読解文:

· · · ·

プラウブラニと本島を結ぶ新交通システム、政府が実現性を調査

 シンガポール本島とプラウブラニを結ぶ新たな交通システムの導入に向け、セントーサ開発公社(SDC)が実現可能性調査を開始した。SDCは10月24日に政府調達ポータル「GeBiz」でコンサルタント募集の入札公告を出し、新設されるケッペル・リンク橋上における「ピープルムーバーシステム」の概念設計を検討するとしている。
 
 ピープルムーバーとは、セントーサ島とビボシティを結ぶモノレール「セントーサ・エクスプレス」のような小規模交通システムを指す。SDCは11月17日の声明で、グレーター・セントーサ・マスタープランの一環としてアクセス改善と来訪者体験向上に資する「革新的な交通ソリューション」を検討すると述べた。
 
 同マスタープランは2019年に発表され、今後20〜30年かけてセントーサとプラウブラニを観光拠点として再開発する構想である。プラウブラニでは、PSAが運営するブラニ・ターミナルが2027年までにトアス新港へ完全移転する予定で、島の再開発余地が広がる。
 
 計画では、島東部にウォーターフロントゾーン、中央部に自然・歴史を生かしたリッジラインゾーン、西部には大型アトラクション群「バイブレント・クラスター」と商業・宿泊の拠点「アイランド・ハート」を配置する構想である。2019年のSDC動画では、地上型ピープルムーバーが島内の主要地点を結ぶイメージが示された。

· · · ·

短い課題 A: 読解文の「計画では、島東部にウォーター」から「点を結ぶイメージが示された。」までを、一字も変えずにそのまま書き写してもらえますか。

· · · ·

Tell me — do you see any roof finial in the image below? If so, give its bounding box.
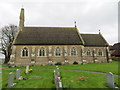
[74,21,76,27]
[99,29,100,34]
[22,4,24,8]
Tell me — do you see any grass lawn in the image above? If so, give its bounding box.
[2,67,55,88]
[2,61,118,88]
[61,70,118,88]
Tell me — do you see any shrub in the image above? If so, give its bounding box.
[55,62,62,65]
[73,61,78,64]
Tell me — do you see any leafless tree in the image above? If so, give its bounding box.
[0,24,17,64]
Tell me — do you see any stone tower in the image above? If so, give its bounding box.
[19,8,24,30]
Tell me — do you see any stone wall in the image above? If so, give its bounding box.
[11,45,110,66]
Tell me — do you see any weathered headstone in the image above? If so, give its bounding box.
[58,81,62,88]
[16,69,20,79]
[7,72,16,87]
[107,72,115,88]
[25,65,29,73]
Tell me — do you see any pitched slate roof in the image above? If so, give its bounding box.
[110,42,120,57]
[81,34,108,46]
[14,27,83,45]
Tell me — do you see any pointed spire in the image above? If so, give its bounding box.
[74,21,77,27]
[19,8,24,29]
[99,29,101,34]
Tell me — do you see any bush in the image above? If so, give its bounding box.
[55,62,62,65]
[73,61,78,64]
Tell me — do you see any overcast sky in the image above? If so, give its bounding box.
[0,0,119,57]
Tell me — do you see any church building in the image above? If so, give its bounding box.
[10,8,110,66]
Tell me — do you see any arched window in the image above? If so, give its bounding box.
[71,47,77,56]
[22,47,28,57]
[87,50,91,56]
[39,47,45,56]
[98,49,102,56]
[55,47,61,56]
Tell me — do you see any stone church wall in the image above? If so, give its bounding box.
[11,45,107,66]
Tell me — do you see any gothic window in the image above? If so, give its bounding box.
[55,47,60,56]
[39,47,45,56]
[98,49,102,56]
[71,47,77,56]
[87,50,91,56]
[22,47,28,57]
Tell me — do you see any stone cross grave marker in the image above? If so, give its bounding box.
[7,72,16,87]
[16,69,20,79]
[106,72,115,88]
[25,65,29,73]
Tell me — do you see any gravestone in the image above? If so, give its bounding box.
[16,69,20,79]
[106,72,115,88]
[58,81,62,88]
[7,72,16,87]
[25,65,29,73]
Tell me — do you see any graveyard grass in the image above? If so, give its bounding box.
[2,61,118,88]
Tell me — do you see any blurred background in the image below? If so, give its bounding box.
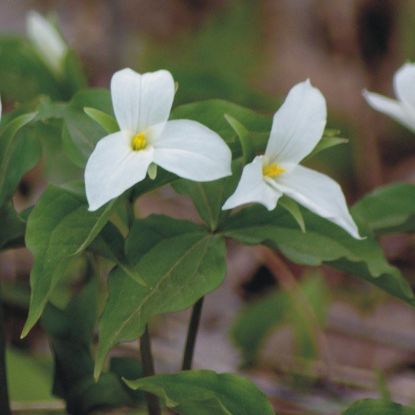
[0,0,415,415]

· · · ·

短い課題 B: データの冒頭から「[0,24,17,64]」を含む行までを、その行も含めて一字も変えずに書き出してもらえますか。画像は答えに入れないでください。

回答 A:
計画では、島東部にウォーターフロントゾーン、中央部に自然・歴史を生かしたリッジラインゾーン、西部には大型アトラクション群「バイブレント・クラスター」と商業・宿泊の拠点「アイランド・ハート」を配置する構想である。2019年のSDC動画では、地上型ピープルムーバーが島内の主要地点を結ぶイメージが示された。

回答 B:
Tell me — do you see any roof finial in the image below? If so, give its bounding box.
[74,21,76,27]
[99,29,100,34]
[22,4,24,8]
Tell me — do you see any grass lawn in the image above? If so, give its bounding box.
[2,67,55,88]
[2,61,118,88]
[61,70,118,88]
Tell me — do you see any shrub in the image above? If so, give its bounding box.
[55,62,62,65]
[73,61,78,64]
Tell me — do you see any leafless tree in the image above? If so, give its bounding box.
[0,24,17,64]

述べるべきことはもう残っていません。